• **Exercise**
Starting at the line below with "# mark one dot per instance, written like column 730, row" and stopping at the line with "# mark one dot per instance, written like column 746, row", please print each line exactly, those two included, and skip every picture.

• **Available data**
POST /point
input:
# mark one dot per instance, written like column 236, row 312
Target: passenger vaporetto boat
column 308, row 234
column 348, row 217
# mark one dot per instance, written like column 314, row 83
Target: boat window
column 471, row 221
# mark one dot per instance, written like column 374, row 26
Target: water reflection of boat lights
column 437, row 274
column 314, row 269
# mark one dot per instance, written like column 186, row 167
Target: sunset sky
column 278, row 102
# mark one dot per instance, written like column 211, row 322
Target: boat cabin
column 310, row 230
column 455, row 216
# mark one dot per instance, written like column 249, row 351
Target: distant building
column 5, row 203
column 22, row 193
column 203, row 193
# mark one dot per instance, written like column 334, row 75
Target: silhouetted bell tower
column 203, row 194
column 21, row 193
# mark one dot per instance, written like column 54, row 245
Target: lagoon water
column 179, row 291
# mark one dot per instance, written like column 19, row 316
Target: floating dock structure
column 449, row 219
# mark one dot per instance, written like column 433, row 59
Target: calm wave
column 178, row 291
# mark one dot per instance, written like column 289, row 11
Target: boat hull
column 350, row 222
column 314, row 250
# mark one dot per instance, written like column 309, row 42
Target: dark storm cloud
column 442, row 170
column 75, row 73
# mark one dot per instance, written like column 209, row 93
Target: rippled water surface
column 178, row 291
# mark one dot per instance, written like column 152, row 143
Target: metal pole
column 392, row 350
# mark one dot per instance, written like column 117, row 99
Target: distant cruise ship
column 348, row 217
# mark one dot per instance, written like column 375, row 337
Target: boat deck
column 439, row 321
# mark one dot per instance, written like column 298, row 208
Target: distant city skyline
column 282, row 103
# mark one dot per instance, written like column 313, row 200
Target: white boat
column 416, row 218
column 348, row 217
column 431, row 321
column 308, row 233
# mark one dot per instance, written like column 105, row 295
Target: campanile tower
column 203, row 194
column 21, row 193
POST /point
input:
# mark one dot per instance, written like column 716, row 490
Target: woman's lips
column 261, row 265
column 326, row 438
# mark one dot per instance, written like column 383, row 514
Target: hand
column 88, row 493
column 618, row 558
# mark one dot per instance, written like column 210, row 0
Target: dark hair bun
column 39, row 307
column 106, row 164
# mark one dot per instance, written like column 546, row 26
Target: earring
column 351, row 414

---

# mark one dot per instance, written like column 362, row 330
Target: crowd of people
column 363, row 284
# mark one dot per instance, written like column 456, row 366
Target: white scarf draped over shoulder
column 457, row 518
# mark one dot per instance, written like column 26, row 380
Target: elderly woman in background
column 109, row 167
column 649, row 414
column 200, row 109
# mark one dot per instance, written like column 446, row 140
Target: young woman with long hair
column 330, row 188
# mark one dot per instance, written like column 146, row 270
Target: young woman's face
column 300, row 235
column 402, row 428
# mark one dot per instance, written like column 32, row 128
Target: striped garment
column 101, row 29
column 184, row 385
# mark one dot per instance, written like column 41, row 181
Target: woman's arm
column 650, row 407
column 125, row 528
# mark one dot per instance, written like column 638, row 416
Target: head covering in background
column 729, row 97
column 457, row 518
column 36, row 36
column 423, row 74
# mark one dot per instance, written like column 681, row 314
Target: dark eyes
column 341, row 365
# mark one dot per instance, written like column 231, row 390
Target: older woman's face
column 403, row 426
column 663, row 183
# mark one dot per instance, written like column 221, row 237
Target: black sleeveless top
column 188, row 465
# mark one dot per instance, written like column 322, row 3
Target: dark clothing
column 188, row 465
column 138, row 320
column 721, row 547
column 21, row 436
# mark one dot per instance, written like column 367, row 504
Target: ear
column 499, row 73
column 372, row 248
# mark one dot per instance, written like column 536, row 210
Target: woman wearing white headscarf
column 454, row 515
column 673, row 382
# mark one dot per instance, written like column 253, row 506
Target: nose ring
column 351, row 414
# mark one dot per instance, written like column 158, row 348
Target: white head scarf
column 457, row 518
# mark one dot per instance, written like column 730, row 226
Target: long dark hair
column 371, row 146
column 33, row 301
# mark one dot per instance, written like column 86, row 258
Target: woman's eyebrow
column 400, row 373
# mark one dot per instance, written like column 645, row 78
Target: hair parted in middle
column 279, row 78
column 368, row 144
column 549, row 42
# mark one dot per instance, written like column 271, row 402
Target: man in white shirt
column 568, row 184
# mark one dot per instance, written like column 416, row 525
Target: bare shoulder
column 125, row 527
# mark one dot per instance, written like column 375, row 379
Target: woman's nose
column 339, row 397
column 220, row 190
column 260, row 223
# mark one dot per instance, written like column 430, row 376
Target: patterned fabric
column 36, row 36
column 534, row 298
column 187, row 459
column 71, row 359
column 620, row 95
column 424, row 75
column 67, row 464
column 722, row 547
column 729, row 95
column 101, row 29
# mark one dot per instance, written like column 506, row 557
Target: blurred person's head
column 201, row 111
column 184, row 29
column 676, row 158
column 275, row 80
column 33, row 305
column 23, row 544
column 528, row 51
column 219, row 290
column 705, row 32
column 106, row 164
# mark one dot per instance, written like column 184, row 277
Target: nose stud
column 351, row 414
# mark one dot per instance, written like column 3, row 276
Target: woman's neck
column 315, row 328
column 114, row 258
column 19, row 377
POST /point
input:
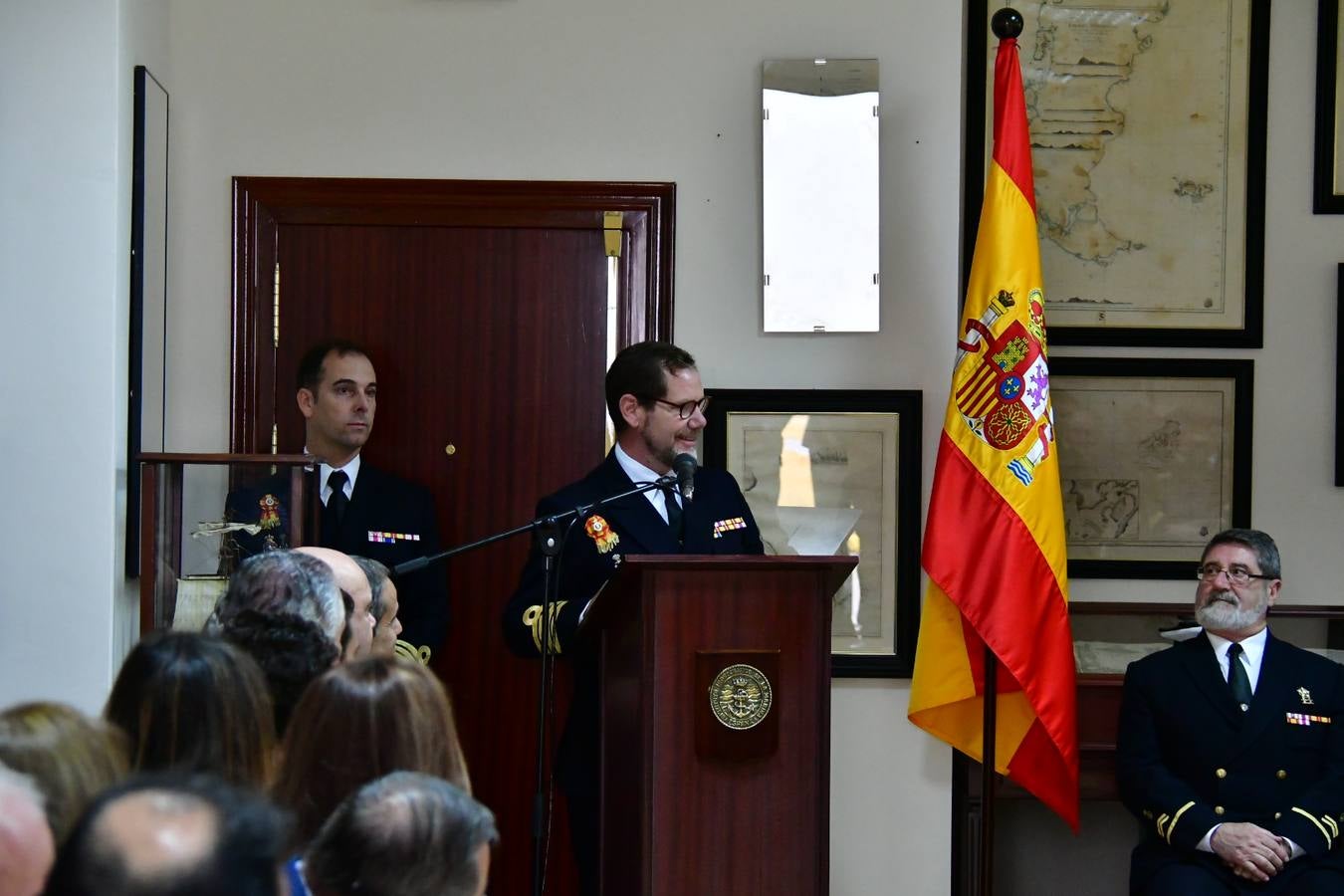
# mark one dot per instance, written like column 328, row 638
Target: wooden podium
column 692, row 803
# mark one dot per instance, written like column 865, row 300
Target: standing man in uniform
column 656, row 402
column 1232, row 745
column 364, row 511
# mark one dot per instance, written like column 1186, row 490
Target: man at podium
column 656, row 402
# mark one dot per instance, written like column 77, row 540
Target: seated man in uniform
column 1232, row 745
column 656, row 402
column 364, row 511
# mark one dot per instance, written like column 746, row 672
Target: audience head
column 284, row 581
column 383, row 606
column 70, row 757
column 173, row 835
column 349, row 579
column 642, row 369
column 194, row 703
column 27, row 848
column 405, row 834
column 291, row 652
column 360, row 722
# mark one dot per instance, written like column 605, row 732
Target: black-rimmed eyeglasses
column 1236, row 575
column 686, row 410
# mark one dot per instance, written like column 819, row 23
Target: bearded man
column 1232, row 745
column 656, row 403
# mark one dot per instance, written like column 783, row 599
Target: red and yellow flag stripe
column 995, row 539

• **Task output**
# mark one dot per instance, written like column 730, row 226
Target: long dark hair
column 371, row 146
column 33, row 301
# mark one dot per instance, written like column 86, row 258
Target: woman's eyebrow
column 400, row 373
# mark one dot per instance, written like column 645, row 78
Target: hair parted in middle
column 279, row 78
column 368, row 144
column 549, row 42
# mark one dot per instance, written like column 271, row 402
Target: man in white shirt
column 568, row 184
# mark one dot per instance, written like column 416, row 525
Target: bare shoulder
column 125, row 527
# mark one dot per instance, written like column 375, row 379
Target: woman's nose
column 339, row 397
column 220, row 190
column 260, row 223
# mark one dot per instance, written like column 430, row 376
Target: patterned fabric
column 36, row 36
column 534, row 298
column 187, row 459
column 71, row 359
column 620, row 95
column 424, row 75
column 67, row 464
column 722, row 547
column 729, row 95
column 101, row 29
# mark one dot per instance, written like column 506, row 557
Target: blurred person's head
column 201, row 111
column 184, row 29
column 676, row 158
column 275, row 80
column 33, row 305
column 23, row 544
column 528, row 51
column 219, row 290
column 705, row 32
column 106, row 164
# mark one dot per instance, written like column 184, row 277
Target: nose stud
column 351, row 414
# mark one dot per instance, written like column 3, row 276
Target: woman's neck
column 315, row 328
column 114, row 258
column 19, row 377
POST /point
input:
# mark one dot per instance, written like column 328, row 638
Target: wooden podium
column 692, row 803
# mark one dot per instance, written like column 865, row 300
Target: standing man in uniform
column 656, row 402
column 1232, row 745
column 364, row 511
# mark one dot per instance, written like column 1186, row 490
Target: man at podium
column 656, row 402
# mark one dot per instance, written like column 77, row 540
Target: seated man in uniform
column 1232, row 745
column 656, row 402
column 364, row 511
# mark one dot per instance, written like column 746, row 672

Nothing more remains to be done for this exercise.